[BEGIN Passage to read]

A little help TKO!!!!
Friday: swimming. We meet Rachael and her three girls at the pool and we swam all day. It was a lot colder then the day before but that didn't stop the girls. Kamryn had such a wonderful time in the water. Then Rachael took Kiora and Kylee to stay the night at her house, their first official sleep over. Too bad Tim was at a wedding all day. He brought me home some cake and tossed rose pedals at me and all over the bed. He looked so adorable in his tux.

Saturday: Family Fun. The science center was free and we drove all the was over there but it was so busy we decided to skip it and head straight over to family reunion in Gilbert. That was a lot of fun and great food. Then we made it home just in time to catch the last few minutes of the salsa festival.

Wonderful FREE weekend. I feel so much better. So long bum hum bug.

Saturday, April 25, 2009

Bummed about being broke.

So I'm some what of an extreme optimist. Let's just say I don't live in what people call reality. I'm usually happy, outgoing,energetic,passionate and excited about ever moment of life, but lately I have been feeling rather down, and a few days ago I was going through my daughters backpack and there was a card she had made me and It brought tears to my eyes, and even days later it still makes me feel a deep hole in my heart. The card said please take me to the book fair and then there was a little wish list of the books she wanted. I've never told anyone this but in December my husband's hours were cut in half and we had to max out all our credit cards, use every penny in our bank account just to keep up with our bills. The last month has been so hard and we have bounce a few of our bills and we literally didn't have any money in the bank and we used our entire 1000 overdraft. I know we are not the only ones going through this and we are very blessed with jobs, a house, and each other, but it broke my heart I wasn't able to take my little girl to book fair. Wow I don't know why I'm getting so emotional about this. It feels good to at least get that out, everyone keeps asking how we are doing and some times I just want to scream we are drowning, save us but of course we smile and say we are great. I know every thing will work out in the end and some how this experience will be a learning experience. I guess it hurts so bad because as a mother I want the very best for my children and of course she doesn't need any more books, but the whole point was having a wonderful bonding experience with my girls at the book fair, and help out their school at the same time. My husband teases me that there is a bum hug bug hiding out in our house--of course he's making fun of me because when he asked me why I was so sad I tried to say ba hum bug but I didn't even come close to that and he laughed at me so hard it made me start laughing and by the end we were both laughing and crying and being complete goofballs as usual. It's really hard to feel crummy when you are laughing so hard you almost wet yourself--go ahead try it. He has a billion little things he teases me about--I love it. I guess growing up with five brothers I was raised on being made fun of and being pick on, so again being the weirdo I am I love being teased. All I know is I never ever want to feel completely helpless and hopeless ever again. Oh I'm going to find that bum hug bug and obliterate him.

[END Passage to read]
[BEGIN Record extracts]

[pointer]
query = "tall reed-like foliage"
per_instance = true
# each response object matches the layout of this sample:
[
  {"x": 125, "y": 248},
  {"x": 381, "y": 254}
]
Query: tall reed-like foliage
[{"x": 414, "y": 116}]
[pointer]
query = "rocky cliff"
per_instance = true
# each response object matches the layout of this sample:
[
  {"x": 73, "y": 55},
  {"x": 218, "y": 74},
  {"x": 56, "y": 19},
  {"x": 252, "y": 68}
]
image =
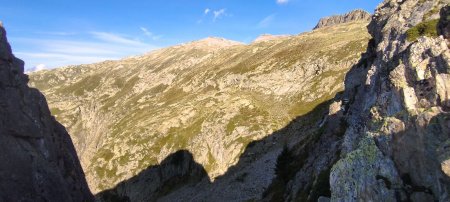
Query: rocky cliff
[
  {"x": 356, "y": 15},
  {"x": 396, "y": 146},
  {"x": 212, "y": 97},
  {"x": 39, "y": 162}
]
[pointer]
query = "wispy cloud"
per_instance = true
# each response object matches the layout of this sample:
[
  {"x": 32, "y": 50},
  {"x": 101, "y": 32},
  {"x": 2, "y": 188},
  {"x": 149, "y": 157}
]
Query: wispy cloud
[
  {"x": 114, "y": 38},
  {"x": 219, "y": 13},
  {"x": 150, "y": 34},
  {"x": 266, "y": 21},
  {"x": 92, "y": 47},
  {"x": 282, "y": 1},
  {"x": 57, "y": 33}
]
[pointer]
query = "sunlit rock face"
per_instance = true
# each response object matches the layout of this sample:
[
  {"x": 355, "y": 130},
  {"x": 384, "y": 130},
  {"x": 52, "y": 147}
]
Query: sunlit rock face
[
  {"x": 210, "y": 97},
  {"x": 397, "y": 145}
]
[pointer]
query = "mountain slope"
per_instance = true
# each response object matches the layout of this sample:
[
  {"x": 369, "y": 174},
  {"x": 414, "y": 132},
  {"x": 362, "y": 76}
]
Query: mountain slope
[
  {"x": 38, "y": 159},
  {"x": 211, "y": 97},
  {"x": 396, "y": 145}
]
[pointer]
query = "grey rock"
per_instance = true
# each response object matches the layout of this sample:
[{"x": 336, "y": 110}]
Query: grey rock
[
  {"x": 39, "y": 162},
  {"x": 356, "y": 15},
  {"x": 395, "y": 145}
]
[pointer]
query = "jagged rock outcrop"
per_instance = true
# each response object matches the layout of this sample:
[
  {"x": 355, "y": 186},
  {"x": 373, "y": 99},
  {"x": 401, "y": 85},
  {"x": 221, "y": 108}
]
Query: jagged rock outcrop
[
  {"x": 212, "y": 97},
  {"x": 356, "y": 15},
  {"x": 396, "y": 146},
  {"x": 176, "y": 171},
  {"x": 38, "y": 159}
]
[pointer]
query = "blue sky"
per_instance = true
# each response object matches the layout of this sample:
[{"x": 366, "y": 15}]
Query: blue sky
[{"x": 52, "y": 33}]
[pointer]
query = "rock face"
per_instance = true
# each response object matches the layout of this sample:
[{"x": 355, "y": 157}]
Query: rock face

[END Record extracts]

__Your tasks__:
A) Reproduce the blog entries word for word, from "Saturday: Family Fun." up to and including "about being broke.".
B) Answer these from the blog entries:
(i) In what place was the family reunion held?
(ii) What did the card in the daughter's backpack ask for?
(iii) How many brothers did the writer grow up with?

__Correct answers__:
A)
Saturday: Family Fun. The science center was free and we drove all the was over there but it was so busy we decided to skip it and head straight over to family reunion in Gilbert. That was a lot of fun and great food. Then we made it home just in time to catch the last few minutes of the salsa festival.

Wonderful FREE weekend. I feel so much better. So long bum hum bug.

Saturday, April 25, 2009

Bummed about being broke.

B)
(i) Gilbert
(ii) To be taken to the book fair
(iii) Five